▸ **Directions for this task**: Could you take the forum post about fitting Swisstrax garage flooring further, writing on from its last sentence?

# Swisstrax Flooring fitted



## Scoobr (Jan 9, 2008)

I've been wanting to do my garage floor properly, ever since we moved into our house 5 years ago.

In that time, I've got samples/quotes from most of the popular options and was always leaning towards Mototile. However, following Matt from Obsessed garage on Youtube and his experiences and garage projects using Swisstrax, this is what I ended up going with.

https://www.swisstrax.com/flooring-tiles/ribtrax/

I'd originally put down some garage floor matting from Costco, this has been a fine stop gap but the biggest bug bare for me is the tyre marks. There was also quite a bit of damp underneath from where water had crept under.

▸ **Material provided**:
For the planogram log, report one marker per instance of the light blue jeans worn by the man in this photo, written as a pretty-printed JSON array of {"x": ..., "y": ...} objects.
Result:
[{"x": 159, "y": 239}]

▸ **Answer to this task**:
IMG_5844 by Andy Hamilton, on Flickr

This is something that concerned me about most of the other tiles, if I'd end up with more tyre marks. Swisstrax seems to be a very robust tile and less susceptible to tyre marking, but the great thing is that you can literally pop out any individual tile at any time if you wish, so if for any reason I needed to change one further down the line, it's very simple to do, tiles just click together.

IMG_5894 by Andy Hamilton, on Flickr

After taking up the matting I was left with this…..

IMG_5845 by Andy Hamilton, on Flickr

IMG_5847 by Andy Hamilton, on Flickr

With the design of the Swisstrax being ribbed, you will be able to see some of the original floor showing through, so I painted over it with a universal undercoat/primer from Regal paints.

IMG_5850 by Andy Hamilton, on Flickr

Once dry I set about laying the tiles, I decided on a black and grey chequered pattern. I was tempted to go for black and red to match my car, but if I change it in the future, that combination might not go with something new, so thought a classic black and grey would be the more sensible option.

IMG_5854 by Andy Hamilton, on Flickr

IMG_5857 by Andy Hamilton, on Flickr

I bought a cheap jigsaw from Amazon for cutting the tiles at the edges, a tile cutter would have probably been a better option and given a cleaner cut, but the jigsaw was adequate.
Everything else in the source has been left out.